REQUIREMENT ▸ Give only the number of lines in the records that include "positive".
[[ DATA TO EXAMINE, beginning ]]
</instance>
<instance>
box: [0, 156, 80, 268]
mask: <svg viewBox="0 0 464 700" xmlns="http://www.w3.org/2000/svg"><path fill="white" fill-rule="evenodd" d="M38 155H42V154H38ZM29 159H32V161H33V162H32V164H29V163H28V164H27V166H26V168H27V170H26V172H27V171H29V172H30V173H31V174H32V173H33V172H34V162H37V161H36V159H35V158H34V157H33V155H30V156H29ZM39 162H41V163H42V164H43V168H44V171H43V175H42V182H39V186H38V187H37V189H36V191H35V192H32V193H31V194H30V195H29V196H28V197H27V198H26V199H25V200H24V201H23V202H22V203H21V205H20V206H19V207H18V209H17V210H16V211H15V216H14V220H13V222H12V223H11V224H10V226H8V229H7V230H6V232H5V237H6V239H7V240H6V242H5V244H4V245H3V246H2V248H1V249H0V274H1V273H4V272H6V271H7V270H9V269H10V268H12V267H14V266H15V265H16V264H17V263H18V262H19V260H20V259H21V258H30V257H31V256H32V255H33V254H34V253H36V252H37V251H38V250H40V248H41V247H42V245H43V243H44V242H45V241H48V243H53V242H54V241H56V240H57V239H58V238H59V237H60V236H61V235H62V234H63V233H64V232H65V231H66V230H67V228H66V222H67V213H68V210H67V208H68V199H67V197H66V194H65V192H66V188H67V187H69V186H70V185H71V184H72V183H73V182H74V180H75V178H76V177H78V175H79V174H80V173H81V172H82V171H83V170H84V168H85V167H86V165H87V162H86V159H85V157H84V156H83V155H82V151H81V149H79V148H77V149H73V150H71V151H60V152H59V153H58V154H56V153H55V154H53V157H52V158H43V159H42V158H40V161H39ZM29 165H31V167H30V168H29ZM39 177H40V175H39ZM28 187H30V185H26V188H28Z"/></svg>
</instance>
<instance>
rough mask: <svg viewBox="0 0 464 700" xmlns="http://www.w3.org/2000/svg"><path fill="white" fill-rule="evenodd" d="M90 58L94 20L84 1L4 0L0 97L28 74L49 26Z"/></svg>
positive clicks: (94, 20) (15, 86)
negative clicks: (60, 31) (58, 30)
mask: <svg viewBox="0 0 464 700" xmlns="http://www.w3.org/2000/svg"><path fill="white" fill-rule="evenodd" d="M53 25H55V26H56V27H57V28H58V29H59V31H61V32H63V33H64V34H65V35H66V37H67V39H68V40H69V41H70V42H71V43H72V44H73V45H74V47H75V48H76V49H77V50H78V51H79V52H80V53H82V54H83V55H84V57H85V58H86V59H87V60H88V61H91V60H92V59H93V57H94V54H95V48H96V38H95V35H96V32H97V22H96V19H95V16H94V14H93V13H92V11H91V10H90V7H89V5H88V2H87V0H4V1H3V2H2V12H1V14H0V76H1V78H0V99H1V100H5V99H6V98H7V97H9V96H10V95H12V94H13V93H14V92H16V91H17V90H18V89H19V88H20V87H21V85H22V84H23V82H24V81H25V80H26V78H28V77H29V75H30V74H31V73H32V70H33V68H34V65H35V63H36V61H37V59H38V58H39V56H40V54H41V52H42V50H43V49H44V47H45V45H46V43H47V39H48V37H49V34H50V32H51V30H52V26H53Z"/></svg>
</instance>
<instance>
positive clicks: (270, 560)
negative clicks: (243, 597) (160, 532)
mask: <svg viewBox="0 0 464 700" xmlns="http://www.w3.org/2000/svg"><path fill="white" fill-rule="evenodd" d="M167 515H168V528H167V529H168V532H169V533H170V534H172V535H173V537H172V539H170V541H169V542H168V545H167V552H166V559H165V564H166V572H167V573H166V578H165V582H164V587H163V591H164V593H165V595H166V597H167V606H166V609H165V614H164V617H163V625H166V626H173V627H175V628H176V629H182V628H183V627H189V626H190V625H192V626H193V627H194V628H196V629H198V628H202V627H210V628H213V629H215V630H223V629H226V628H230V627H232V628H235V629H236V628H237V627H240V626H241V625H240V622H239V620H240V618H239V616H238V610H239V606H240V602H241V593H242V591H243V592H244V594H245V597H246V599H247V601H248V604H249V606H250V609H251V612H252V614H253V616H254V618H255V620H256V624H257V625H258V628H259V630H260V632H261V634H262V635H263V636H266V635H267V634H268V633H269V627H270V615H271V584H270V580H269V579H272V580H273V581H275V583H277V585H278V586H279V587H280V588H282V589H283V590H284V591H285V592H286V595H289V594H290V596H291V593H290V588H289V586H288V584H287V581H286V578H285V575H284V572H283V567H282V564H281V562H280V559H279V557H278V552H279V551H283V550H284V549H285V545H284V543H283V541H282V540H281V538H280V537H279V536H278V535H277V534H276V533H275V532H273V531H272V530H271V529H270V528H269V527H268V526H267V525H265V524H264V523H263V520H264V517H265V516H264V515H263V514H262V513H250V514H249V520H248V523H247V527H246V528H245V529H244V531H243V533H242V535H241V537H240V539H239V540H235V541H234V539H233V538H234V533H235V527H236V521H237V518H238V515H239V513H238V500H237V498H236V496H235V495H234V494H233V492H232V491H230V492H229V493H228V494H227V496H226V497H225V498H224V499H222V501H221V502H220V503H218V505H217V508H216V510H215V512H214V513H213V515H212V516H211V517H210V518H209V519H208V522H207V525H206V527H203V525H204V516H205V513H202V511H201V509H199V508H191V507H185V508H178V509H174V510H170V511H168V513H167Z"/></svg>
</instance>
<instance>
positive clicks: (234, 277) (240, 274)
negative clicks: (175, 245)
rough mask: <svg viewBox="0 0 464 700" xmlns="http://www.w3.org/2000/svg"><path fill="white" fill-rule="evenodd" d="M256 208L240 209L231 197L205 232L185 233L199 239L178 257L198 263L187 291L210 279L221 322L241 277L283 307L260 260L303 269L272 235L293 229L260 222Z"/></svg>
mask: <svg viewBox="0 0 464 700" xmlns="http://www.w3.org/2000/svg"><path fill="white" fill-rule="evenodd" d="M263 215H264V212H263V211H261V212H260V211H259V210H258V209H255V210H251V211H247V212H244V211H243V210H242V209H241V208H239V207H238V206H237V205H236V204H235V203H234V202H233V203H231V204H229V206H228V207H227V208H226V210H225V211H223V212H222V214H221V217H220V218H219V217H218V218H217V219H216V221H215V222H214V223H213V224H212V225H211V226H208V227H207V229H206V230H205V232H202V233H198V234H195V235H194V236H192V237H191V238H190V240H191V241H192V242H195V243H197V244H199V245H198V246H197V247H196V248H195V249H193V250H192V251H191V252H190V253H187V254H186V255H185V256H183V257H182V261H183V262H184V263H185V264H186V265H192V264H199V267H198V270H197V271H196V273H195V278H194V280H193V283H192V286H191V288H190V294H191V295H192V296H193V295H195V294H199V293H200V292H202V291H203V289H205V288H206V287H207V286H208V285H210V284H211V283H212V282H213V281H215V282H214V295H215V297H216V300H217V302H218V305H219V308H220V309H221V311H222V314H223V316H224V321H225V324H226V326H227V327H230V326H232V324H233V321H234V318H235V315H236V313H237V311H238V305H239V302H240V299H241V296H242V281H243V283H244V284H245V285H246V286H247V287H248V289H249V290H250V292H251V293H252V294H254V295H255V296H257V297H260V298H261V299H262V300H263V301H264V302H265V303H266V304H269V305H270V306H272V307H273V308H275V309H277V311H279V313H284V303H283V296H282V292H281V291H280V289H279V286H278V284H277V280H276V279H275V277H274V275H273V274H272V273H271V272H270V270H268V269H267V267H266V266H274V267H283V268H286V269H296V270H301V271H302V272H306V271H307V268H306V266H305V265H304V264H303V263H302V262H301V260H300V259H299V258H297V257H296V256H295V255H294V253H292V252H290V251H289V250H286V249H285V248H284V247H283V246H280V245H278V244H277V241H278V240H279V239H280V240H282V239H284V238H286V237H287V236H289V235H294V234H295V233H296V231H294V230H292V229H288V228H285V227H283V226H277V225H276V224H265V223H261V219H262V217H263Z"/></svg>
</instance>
[[ DATA TO EXAMINE, end ]]
EXERCISE OUTPUT ▸ 3